* BEGIN Provided material *

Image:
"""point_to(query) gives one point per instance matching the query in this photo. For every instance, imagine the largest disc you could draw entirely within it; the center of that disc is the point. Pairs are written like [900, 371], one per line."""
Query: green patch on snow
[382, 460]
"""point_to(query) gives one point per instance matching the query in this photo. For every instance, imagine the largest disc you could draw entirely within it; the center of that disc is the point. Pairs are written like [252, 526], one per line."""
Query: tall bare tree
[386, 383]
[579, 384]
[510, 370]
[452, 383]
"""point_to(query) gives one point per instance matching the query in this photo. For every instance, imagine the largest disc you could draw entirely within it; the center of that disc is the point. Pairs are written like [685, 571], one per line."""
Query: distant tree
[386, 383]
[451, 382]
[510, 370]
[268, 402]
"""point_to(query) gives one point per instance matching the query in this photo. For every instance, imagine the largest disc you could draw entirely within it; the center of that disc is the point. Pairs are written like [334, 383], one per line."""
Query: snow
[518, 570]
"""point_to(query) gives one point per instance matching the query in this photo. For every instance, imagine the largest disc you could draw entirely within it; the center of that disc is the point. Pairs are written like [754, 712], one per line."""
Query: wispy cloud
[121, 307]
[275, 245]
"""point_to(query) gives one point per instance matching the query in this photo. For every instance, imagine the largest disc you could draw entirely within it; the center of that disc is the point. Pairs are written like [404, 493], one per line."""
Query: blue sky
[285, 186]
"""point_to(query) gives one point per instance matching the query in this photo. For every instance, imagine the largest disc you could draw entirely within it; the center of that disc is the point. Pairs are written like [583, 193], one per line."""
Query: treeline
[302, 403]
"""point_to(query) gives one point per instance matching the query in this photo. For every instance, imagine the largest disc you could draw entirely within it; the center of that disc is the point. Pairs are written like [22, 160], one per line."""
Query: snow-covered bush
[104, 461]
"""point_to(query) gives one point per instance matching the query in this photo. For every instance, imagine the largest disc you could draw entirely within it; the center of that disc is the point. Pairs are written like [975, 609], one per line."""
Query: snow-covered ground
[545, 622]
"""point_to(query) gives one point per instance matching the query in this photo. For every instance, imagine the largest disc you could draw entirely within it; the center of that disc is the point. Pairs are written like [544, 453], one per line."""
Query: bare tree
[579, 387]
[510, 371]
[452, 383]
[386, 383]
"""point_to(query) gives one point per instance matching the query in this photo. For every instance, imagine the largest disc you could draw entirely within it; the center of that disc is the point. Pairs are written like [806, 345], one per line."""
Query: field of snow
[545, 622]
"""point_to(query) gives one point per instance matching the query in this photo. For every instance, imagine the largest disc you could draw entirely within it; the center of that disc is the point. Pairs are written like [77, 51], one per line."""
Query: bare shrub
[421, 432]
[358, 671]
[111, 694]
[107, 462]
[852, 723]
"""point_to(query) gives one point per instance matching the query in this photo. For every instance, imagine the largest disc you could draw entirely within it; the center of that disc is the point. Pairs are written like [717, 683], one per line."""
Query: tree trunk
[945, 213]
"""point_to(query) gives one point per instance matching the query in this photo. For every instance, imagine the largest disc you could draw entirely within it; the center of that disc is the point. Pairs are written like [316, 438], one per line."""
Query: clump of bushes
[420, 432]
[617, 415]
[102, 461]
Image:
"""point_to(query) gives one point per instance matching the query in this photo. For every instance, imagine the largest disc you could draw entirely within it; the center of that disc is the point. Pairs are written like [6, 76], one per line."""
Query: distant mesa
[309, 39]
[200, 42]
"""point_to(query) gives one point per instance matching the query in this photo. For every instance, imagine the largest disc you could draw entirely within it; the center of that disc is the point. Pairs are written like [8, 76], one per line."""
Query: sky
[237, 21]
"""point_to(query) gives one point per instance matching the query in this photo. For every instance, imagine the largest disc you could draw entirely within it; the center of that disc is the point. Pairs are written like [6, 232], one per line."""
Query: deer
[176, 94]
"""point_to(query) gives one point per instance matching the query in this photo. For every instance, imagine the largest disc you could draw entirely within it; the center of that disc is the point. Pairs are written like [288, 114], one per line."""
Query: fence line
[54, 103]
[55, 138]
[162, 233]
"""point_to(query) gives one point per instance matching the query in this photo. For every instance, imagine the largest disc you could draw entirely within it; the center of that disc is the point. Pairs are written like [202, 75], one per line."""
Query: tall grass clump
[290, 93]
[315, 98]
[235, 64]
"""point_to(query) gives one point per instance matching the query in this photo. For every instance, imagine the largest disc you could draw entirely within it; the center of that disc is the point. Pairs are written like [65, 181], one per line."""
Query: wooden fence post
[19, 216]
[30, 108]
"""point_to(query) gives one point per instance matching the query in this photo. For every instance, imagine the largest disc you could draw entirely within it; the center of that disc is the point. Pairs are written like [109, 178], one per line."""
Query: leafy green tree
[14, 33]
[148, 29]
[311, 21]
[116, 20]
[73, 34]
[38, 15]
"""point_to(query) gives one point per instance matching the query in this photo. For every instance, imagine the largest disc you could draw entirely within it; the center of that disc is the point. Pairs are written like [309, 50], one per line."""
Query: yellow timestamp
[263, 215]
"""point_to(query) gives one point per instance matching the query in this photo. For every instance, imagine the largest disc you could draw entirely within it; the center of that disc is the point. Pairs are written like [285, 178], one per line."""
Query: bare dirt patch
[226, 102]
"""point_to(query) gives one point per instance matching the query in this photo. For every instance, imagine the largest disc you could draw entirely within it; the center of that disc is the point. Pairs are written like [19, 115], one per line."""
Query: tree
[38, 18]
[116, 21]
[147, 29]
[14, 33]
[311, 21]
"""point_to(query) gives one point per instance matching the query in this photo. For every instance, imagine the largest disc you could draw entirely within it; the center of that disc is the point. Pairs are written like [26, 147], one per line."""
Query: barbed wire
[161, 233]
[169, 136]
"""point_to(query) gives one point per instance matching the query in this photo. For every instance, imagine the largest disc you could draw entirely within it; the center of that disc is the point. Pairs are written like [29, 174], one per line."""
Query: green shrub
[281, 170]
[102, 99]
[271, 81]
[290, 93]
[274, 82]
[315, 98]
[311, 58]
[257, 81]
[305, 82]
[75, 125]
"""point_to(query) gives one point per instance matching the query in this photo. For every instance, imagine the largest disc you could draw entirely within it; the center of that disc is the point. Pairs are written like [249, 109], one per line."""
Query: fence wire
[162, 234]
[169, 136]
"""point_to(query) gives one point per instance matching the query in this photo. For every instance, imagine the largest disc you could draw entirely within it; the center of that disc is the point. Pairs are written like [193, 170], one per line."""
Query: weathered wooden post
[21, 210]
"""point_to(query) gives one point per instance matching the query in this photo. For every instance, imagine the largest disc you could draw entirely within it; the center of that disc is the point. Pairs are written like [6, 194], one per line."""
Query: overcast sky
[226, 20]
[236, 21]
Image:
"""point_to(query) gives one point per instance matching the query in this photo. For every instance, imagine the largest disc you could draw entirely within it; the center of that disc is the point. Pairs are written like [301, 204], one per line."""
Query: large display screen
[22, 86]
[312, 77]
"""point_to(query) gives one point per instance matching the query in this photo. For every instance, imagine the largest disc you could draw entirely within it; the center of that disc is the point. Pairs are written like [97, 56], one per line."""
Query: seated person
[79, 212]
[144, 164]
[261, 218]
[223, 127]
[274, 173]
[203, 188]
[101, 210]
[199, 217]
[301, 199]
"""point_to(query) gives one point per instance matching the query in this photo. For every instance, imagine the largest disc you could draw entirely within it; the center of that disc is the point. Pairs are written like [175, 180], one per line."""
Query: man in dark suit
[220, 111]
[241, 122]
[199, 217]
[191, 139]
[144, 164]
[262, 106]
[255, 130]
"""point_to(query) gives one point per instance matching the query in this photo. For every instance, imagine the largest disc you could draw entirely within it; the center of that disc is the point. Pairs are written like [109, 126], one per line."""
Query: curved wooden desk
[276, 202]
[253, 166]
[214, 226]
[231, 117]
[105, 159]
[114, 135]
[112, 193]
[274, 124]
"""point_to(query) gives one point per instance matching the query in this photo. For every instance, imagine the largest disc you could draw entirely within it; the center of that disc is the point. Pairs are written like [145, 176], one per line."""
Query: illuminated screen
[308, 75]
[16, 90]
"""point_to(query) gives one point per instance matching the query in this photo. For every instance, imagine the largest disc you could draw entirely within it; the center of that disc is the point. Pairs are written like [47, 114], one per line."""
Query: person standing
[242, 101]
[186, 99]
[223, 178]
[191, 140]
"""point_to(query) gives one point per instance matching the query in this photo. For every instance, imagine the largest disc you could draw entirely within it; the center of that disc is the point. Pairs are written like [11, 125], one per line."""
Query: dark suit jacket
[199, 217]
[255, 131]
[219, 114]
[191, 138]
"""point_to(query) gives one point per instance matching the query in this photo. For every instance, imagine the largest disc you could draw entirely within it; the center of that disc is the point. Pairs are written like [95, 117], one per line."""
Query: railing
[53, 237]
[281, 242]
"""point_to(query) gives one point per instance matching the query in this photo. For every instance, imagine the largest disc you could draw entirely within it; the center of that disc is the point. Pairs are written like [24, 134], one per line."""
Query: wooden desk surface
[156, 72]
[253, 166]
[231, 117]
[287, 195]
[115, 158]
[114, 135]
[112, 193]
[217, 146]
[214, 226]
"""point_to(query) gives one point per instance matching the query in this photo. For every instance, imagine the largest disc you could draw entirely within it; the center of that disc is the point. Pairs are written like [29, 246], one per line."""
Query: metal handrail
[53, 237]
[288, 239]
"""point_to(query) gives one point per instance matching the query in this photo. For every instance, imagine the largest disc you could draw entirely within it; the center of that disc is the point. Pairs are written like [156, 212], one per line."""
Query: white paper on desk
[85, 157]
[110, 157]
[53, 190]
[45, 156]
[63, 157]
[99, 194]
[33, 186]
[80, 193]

* END Provided material *

The request: Set out exactly the run of lines that begins at the line holding "[24, 134], one" and ends at the last line of the data.

Exercise result:
"""point_to(query) gives one point per instance matching the query in this photo. For every instance, imagine the largest disc you could draw entirely within it; the center of that disc is the point. Pairs are written like [24, 134], one per line."""
Query: wooden desk surface
[156, 72]
[253, 166]
[231, 117]
[287, 195]
[115, 158]
[114, 135]
[112, 193]
[217, 146]
[214, 226]
"""point_to(query) gives one point per instance matching the query in this photo. For every instance, imagine the largest disc you could draw entirely within it; the center of that disc is the point. Pairs are written like [29, 246], one per line."""
Query: metal handrail
[53, 237]
[288, 239]
"""point_to(query) gives one point per instance matching the query in this photo. For every instance, imagine the largest disc you could draw entirely within it; the center of that disc is the point. Pairs are written like [156, 212], one per line."""
Query: white paper on desk
[85, 157]
[110, 157]
[53, 190]
[45, 156]
[63, 157]
[99, 194]
[33, 186]
[80, 193]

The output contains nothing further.